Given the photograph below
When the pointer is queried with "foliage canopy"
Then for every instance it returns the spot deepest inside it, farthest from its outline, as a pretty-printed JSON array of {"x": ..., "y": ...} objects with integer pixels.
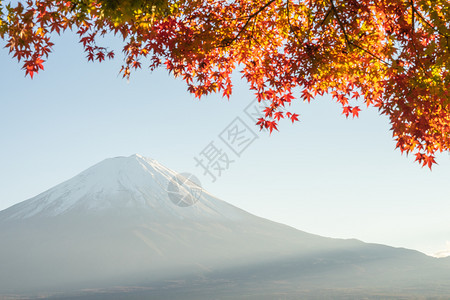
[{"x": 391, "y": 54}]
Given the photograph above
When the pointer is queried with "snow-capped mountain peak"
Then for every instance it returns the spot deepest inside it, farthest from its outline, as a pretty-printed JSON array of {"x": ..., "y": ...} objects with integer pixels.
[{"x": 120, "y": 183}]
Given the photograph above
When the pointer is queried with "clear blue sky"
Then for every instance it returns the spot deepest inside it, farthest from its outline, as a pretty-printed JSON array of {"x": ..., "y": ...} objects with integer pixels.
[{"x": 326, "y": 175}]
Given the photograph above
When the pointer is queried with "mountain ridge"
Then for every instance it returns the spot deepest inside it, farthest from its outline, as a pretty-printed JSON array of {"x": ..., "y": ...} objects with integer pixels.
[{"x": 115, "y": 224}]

...

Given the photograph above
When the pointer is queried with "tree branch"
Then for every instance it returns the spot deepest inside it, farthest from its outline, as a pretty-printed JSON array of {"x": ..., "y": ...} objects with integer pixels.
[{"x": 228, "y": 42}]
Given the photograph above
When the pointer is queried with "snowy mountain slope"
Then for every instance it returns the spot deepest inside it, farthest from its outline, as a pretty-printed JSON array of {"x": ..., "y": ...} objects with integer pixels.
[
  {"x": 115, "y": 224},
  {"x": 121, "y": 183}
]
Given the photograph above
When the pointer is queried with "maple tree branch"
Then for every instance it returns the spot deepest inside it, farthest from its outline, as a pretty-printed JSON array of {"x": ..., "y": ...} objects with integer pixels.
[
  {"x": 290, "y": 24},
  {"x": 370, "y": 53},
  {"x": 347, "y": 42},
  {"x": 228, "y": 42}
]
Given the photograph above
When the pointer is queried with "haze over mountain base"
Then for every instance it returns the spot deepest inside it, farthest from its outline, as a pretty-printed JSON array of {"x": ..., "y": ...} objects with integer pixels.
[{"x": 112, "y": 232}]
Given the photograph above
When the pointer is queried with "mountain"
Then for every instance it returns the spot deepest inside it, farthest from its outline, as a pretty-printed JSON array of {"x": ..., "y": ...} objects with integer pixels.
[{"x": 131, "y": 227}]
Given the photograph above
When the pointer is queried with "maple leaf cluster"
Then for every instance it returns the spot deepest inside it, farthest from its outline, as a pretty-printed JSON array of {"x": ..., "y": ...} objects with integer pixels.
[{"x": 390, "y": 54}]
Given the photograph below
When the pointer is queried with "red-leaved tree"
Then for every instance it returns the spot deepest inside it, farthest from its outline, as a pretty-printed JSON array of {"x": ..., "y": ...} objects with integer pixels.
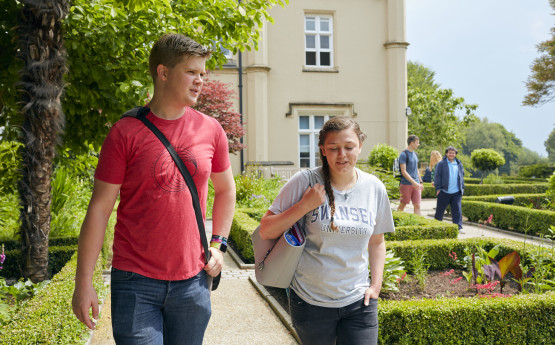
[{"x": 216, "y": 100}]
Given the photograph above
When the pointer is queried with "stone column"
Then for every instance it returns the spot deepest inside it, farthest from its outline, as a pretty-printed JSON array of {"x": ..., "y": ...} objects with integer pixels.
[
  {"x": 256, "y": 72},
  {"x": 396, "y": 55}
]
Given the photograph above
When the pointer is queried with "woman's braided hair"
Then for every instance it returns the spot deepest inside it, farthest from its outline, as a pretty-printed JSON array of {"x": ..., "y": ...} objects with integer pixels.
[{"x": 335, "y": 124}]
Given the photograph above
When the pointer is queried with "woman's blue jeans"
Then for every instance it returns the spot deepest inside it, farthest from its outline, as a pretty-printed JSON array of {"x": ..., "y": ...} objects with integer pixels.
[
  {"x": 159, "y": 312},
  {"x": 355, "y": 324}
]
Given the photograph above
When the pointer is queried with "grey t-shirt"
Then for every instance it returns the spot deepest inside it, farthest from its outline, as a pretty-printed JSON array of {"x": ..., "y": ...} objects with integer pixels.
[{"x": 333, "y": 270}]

==

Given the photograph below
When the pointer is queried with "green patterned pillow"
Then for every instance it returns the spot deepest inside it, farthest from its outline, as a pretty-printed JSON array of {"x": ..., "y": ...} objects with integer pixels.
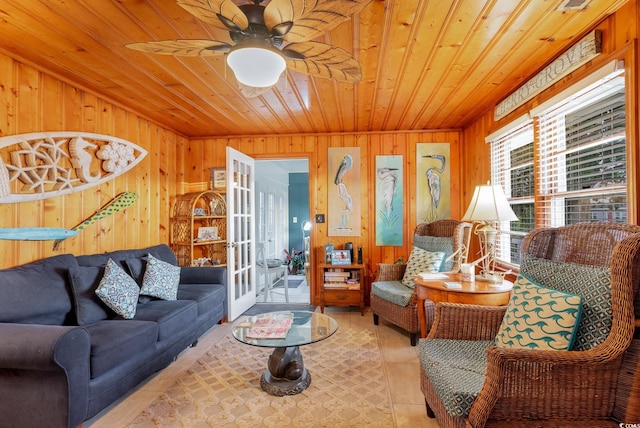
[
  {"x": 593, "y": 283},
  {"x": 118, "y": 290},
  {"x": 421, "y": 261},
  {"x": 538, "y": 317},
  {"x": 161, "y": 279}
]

**TASK REQUIREMENTS**
Pick out every line in the data above that contains the word "tree", and copy each of those lines in full.

**FULL OUTPUT**
When the pointer is queried with "tree branch"
When the pointer is queried with "maple tree branch"
When the pointer is queried with "red-leaved tree"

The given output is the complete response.